* **RECORDS FOR THIS EXERCISE**
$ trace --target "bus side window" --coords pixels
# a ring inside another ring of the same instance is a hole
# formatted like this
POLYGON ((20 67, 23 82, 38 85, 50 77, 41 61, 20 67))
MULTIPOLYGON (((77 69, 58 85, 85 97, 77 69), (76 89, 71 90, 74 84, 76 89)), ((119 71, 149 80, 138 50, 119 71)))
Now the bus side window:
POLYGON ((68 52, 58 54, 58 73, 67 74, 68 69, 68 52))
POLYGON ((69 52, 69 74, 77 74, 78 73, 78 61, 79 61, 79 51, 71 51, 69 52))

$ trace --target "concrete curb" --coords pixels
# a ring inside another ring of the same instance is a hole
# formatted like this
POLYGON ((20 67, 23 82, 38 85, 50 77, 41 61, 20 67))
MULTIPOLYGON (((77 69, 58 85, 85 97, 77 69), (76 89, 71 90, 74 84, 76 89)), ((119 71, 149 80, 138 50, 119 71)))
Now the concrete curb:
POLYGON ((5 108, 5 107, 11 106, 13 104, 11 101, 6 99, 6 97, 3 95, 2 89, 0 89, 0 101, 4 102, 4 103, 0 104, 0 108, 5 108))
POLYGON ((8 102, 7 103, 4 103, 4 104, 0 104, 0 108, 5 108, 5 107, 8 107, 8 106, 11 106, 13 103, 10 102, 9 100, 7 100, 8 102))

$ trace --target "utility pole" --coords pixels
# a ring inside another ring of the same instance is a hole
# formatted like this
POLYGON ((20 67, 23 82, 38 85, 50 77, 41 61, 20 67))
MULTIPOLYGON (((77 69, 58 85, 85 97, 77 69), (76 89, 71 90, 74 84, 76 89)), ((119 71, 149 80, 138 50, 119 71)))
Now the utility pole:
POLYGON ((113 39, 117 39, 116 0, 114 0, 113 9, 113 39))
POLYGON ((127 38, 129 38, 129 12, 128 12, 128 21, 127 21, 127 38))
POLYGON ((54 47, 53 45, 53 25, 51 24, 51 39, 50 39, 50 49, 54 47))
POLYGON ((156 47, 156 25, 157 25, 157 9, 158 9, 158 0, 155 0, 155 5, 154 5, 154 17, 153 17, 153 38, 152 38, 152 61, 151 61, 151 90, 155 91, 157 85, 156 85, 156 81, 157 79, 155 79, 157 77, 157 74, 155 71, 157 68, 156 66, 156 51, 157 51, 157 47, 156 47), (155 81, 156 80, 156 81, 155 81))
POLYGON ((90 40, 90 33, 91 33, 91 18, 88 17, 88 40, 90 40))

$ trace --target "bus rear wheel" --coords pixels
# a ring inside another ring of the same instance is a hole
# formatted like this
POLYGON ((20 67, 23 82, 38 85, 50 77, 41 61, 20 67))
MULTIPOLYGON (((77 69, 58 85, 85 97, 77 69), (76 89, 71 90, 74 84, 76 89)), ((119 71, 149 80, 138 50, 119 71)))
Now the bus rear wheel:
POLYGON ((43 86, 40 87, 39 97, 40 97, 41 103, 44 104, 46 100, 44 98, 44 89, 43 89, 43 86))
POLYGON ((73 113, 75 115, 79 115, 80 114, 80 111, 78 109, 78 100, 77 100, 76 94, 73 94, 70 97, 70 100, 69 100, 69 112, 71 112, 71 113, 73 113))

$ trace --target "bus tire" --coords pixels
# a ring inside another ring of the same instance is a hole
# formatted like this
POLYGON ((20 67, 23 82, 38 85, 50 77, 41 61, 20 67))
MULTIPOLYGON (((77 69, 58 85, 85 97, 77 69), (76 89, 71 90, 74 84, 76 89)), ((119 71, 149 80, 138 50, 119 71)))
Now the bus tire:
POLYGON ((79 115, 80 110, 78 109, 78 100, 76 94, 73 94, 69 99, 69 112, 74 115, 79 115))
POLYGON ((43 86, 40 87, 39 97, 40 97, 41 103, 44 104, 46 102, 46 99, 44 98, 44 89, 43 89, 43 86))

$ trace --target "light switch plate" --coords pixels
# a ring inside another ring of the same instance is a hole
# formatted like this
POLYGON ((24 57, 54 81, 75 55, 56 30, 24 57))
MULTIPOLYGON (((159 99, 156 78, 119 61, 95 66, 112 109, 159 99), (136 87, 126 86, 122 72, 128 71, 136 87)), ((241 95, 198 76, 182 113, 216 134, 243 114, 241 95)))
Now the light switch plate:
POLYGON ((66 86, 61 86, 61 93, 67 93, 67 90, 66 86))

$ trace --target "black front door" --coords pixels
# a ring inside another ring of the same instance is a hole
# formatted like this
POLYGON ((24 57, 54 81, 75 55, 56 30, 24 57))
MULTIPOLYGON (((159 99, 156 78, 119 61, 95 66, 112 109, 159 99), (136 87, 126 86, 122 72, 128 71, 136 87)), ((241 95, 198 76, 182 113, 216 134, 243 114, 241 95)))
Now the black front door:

* **TASK TO COMPLETE**
Copy the listing word for word, from its first line down through the line containing "POLYGON ((69 52, 69", and write nothing more.

* **TASK RESULT**
$ trace --target "bus side window" --coords pixels
# a ring inside another ring of the same instance is a hole
# formatted like this
POLYGON ((20 67, 23 82, 38 85, 50 77, 41 61, 20 67))
MULTIPOLYGON (((77 69, 58 85, 85 97, 77 69), (76 89, 71 90, 74 84, 76 89)), ((119 71, 149 80, 138 50, 119 71)))
Now the bus side window:
POLYGON ((68 52, 58 54, 58 73, 67 74, 68 69, 68 52))
POLYGON ((69 52, 69 74, 77 74, 78 73, 78 61, 79 61, 79 51, 71 51, 69 52))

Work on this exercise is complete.